**The task:** Which lines belong in the answer? Exactly those from the line containing "request | drop a dot on each instance of the stack" through the last line of the records below, repeated as written.

[Referring expression pointing data]
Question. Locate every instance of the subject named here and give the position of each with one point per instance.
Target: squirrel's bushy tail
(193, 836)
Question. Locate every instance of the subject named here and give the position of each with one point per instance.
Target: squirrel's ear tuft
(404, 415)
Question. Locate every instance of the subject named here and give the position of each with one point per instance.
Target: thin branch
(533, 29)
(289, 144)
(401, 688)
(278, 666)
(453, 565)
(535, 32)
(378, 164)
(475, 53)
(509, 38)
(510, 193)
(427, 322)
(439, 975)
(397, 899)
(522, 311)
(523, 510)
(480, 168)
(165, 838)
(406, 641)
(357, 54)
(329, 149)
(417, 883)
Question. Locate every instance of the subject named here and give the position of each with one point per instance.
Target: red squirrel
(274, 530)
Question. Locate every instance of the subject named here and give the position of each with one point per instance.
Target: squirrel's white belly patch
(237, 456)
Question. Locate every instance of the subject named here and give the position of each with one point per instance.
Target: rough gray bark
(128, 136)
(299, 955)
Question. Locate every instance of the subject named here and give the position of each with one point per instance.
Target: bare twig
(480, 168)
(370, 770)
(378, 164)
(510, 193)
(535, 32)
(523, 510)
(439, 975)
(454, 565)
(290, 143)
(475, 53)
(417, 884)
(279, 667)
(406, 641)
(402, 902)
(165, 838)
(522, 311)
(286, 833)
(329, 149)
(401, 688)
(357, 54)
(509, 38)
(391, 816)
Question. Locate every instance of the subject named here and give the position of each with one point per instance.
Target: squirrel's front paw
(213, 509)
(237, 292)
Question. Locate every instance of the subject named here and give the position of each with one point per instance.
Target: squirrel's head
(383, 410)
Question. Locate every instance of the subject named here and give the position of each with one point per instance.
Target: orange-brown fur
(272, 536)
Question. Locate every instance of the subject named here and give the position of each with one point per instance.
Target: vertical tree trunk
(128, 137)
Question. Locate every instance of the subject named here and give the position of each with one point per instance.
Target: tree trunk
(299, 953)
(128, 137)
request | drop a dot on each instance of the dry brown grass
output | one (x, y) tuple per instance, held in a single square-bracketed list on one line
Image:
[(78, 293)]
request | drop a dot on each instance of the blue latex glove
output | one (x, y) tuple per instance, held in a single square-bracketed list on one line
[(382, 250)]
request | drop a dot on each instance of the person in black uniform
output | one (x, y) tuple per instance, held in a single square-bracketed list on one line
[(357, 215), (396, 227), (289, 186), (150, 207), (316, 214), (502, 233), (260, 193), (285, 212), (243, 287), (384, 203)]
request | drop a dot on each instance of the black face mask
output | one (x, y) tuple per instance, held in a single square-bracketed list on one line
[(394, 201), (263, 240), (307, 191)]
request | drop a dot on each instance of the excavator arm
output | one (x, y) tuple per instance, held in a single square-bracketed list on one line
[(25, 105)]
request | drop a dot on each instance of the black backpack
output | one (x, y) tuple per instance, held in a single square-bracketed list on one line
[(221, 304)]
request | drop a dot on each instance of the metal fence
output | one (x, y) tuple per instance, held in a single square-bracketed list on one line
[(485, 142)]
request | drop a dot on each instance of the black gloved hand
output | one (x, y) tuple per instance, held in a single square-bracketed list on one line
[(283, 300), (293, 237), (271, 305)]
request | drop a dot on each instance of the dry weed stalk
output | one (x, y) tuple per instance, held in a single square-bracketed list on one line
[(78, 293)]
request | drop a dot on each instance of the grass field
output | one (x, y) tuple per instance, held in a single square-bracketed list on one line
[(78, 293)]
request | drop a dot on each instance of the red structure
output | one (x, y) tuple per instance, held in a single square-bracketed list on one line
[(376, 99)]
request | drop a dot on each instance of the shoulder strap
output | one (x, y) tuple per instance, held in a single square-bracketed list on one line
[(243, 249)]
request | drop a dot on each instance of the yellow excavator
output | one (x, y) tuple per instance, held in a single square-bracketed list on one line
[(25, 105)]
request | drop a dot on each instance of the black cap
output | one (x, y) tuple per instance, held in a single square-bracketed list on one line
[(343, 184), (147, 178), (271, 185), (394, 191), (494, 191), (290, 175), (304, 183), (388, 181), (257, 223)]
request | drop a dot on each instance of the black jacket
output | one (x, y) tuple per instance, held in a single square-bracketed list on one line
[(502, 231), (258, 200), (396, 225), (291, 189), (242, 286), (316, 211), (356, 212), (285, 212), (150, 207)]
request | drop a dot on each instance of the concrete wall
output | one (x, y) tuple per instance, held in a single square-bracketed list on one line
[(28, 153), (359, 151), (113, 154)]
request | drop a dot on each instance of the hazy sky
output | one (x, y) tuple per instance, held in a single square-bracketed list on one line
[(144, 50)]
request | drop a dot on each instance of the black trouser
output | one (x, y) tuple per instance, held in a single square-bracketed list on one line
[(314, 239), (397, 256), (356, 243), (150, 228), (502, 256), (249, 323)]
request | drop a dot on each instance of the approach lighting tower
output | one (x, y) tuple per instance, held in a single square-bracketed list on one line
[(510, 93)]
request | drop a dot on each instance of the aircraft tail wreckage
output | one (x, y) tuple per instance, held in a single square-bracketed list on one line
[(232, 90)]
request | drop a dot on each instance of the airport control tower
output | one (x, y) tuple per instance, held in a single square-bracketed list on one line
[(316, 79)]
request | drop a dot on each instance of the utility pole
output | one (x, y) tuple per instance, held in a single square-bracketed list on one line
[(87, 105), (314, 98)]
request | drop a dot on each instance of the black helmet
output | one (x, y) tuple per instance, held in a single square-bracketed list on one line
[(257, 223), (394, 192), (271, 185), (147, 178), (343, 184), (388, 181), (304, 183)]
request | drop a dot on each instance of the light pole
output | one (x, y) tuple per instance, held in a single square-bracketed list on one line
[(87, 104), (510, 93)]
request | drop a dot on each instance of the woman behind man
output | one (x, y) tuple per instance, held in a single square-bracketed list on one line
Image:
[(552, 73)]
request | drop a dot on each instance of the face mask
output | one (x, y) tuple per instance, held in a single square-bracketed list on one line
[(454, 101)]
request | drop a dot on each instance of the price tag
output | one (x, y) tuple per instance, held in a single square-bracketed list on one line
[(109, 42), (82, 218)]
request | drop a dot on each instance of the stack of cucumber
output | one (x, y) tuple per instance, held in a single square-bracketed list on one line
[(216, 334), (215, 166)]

**Task output:**
request | drop a dot on each instance of the stack of cucumber
output | one (x, y) tuple per instance, held in a single square-bracketed list on one line
[(216, 334), (215, 166)]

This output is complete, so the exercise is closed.